- DIRECTIONS: Print the data below exactly, but only the lines from the one containing "SAMPLE = x=30, y=186" down to the one containing "SAMPLE = x=9, y=151", inclusive.

AVAILABLE DATA: Begin

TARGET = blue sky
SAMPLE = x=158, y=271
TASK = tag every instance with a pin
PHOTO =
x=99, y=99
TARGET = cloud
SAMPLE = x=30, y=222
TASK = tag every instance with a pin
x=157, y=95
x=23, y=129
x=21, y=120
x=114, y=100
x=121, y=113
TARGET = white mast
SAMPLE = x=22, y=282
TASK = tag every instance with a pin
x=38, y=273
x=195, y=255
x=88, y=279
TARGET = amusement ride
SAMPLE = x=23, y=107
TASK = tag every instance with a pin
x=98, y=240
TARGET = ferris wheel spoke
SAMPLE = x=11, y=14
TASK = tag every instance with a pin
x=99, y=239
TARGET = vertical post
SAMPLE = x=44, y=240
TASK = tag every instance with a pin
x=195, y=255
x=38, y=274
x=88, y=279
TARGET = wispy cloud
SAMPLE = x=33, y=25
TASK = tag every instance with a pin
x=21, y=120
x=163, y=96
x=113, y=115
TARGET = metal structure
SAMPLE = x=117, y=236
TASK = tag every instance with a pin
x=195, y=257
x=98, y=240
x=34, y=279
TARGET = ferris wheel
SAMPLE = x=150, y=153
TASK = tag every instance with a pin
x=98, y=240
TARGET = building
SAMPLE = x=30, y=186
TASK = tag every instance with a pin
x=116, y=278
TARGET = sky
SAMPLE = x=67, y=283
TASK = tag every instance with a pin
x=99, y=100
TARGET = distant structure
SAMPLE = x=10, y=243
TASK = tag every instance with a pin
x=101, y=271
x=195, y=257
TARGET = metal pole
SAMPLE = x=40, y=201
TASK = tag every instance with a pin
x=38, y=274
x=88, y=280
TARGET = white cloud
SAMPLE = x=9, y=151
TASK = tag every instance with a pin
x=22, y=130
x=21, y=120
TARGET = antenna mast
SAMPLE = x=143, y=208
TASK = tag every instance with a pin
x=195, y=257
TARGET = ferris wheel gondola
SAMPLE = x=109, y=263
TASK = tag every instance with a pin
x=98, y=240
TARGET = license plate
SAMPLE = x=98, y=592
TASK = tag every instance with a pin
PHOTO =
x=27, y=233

AVAILABLE DATA: End

- SOLUTION TO THIS EXERCISE:
SAMPLE = x=30, y=186
TASK = tag every instance with a pin
x=116, y=278
TARGET = sky
SAMPLE = x=67, y=283
TASK = tag every instance with a pin
x=99, y=100
TARGET = distant structure
SAMPLE = x=10, y=243
TASK = tag every instance with a pin
x=101, y=271
x=195, y=257
TARGET = metal pole
SAMPLE = x=40, y=201
TASK = tag every instance with a pin
x=38, y=274
x=88, y=280
TARGET = white cloud
SAMPLE = x=9, y=151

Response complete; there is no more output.